■ Problem requirements ■
Among the records that follow, set down only the lines from the one containing "positive clicks: (14, 82)" to the one containing "positive clicks: (58, 95)", both included, exactly.
━━━━━ Exercise materials
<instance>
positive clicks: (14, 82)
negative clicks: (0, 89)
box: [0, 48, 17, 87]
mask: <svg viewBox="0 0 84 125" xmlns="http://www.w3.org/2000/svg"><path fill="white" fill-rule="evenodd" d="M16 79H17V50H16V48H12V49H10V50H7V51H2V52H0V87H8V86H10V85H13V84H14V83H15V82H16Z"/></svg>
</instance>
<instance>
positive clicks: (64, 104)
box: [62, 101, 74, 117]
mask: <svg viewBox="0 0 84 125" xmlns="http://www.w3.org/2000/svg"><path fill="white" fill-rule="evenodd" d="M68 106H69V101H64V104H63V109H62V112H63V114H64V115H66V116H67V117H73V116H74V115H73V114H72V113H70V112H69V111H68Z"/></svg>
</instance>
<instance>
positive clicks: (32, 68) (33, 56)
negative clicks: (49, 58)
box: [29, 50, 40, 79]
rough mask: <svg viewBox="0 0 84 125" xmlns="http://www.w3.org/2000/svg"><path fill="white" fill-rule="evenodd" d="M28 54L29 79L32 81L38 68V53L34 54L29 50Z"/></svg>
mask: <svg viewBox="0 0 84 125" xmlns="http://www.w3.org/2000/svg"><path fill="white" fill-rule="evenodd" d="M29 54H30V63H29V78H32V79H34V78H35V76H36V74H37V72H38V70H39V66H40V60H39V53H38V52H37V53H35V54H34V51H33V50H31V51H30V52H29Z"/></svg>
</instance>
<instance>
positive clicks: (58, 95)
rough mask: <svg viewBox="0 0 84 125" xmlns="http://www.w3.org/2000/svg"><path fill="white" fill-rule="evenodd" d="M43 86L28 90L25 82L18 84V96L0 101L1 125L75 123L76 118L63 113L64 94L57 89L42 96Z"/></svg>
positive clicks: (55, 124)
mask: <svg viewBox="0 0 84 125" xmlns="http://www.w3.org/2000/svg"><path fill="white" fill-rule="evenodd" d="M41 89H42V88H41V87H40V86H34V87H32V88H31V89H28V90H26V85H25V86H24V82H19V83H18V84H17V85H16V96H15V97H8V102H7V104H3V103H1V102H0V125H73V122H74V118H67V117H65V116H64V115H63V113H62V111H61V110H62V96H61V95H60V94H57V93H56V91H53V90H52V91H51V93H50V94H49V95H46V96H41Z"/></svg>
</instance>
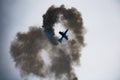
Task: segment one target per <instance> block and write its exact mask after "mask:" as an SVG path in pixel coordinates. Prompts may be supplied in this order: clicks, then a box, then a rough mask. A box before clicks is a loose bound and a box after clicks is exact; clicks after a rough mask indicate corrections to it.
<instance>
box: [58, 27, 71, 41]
mask: <svg viewBox="0 0 120 80" xmlns="http://www.w3.org/2000/svg"><path fill="white" fill-rule="evenodd" d="M68 30H69V29H67V30H66V31H65V32H61V31H60V32H59V34H60V35H62V37H61V38H60V39H58V41H59V42H60V43H61V42H62V39H63V38H65V39H66V40H68V36H67V35H66V33H67V32H68Z"/></svg>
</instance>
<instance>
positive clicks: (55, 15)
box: [10, 5, 84, 80]
mask: <svg viewBox="0 0 120 80" xmlns="http://www.w3.org/2000/svg"><path fill="white" fill-rule="evenodd" d="M60 15H61V16H60ZM56 23H61V24H63V27H65V28H67V29H69V30H70V31H71V32H72V34H74V35H75V37H74V38H73V39H69V40H68V41H65V42H63V43H59V42H58V37H56V34H55V32H54V27H55V24H56ZM83 33H84V27H83V21H82V17H81V14H80V13H79V12H78V11H77V9H75V8H70V9H66V8H65V7H64V5H61V6H60V7H54V6H51V7H50V8H49V9H48V10H47V12H46V13H45V14H44V15H43V26H42V28H40V27H37V26H32V27H30V28H29V31H28V32H23V33H22V32H18V33H17V35H16V38H15V40H14V41H13V42H12V43H11V49H10V51H11V55H12V57H13V59H14V61H15V63H16V67H18V68H19V69H20V71H21V74H22V75H29V74H34V75H37V76H39V77H42V78H46V77H48V76H50V77H51V78H52V77H53V78H54V79H55V80H57V79H58V80H64V79H65V80H78V78H77V76H76V75H75V73H74V69H73V67H72V65H74V64H79V62H80V55H81V53H80V52H81V48H82V46H84V35H83ZM68 35H69V34H68ZM69 36H71V35H69ZM69 36H68V37H69Z"/></svg>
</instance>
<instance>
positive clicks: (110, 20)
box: [0, 0, 120, 80]
mask: <svg viewBox="0 0 120 80" xmlns="http://www.w3.org/2000/svg"><path fill="white" fill-rule="evenodd" d="M61 4H64V5H65V7H67V8H71V7H75V8H77V10H78V11H80V13H81V14H82V18H83V23H84V24H83V25H84V26H85V28H86V34H85V43H86V46H85V47H84V48H83V49H82V56H81V62H80V65H79V66H75V72H76V75H77V77H78V79H79V80H120V0H4V1H3V0H2V1H1V7H2V8H1V9H2V10H1V13H2V14H0V17H1V26H0V34H1V35H0V80H22V78H21V77H20V71H19V69H17V68H16V67H15V62H14V61H13V59H12V57H11V56H10V44H11V42H12V41H13V40H14V39H15V36H16V33H17V32H25V31H28V28H29V26H34V25H36V26H41V25H42V20H43V19H42V15H43V14H44V13H46V10H47V9H48V8H49V7H50V6H51V5H55V6H60V5H61ZM59 29H60V28H59ZM29 80H39V79H38V78H36V77H30V78H29Z"/></svg>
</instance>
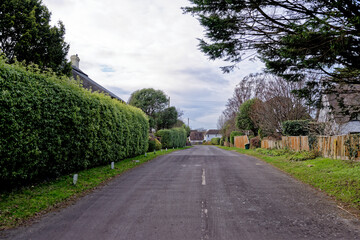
━━━━━━━━━━
■ Written response ■
positive clicks: (14, 82)
negative clicks: (0, 89)
box: [0, 48, 17, 87]
mask: <svg viewBox="0 0 84 125" xmlns="http://www.w3.org/2000/svg"><path fill="white" fill-rule="evenodd" d="M16 79H17V50H16V48H12V49H10V50H7V51H2V52H0V87H8V86H10V85H13V84H14V83H15V82H16Z"/></svg>
</instance>
<instance>
positive clicks: (64, 104)
box: [62, 101, 74, 117]
mask: <svg viewBox="0 0 84 125" xmlns="http://www.w3.org/2000/svg"><path fill="white" fill-rule="evenodd" d="M68 106H69V101H64V104H63V109H62V112H63V114H64V115H66V116H67V117H73V116H74V115H73V114H72V113H70V112H69V111H68Z"/></svg>
</instance>
<instance>
positive clicks: (32, 68) (33, 56)
negative clicks: (49, 58)
box: [29, 50, 40, 79]
rough mask: <svg viewBox="0 0 84 125" xmlns="http://www.w3.org/2000/svg"><path fill="white" fill-rule="evenodd" d="M28 54L29 79L32 81L38 68V53L34 54L29 50Z"/></svg>
mask: <svg viewBox="0 0 84 125" xmlns="http://www.w3.org/2000/svg"><path fill="white" fill-rule="evenodd" d="M29 54H30V63H29V78H32V79H34V78H35V76H36V74H37V72H38V70H39V66H40V60H39V53H38V52H37V53H35V54H34V51H33V50H31V51H30V52H29Z"/></svg>
</instance>
<instance>
positive clicks: (58, 95)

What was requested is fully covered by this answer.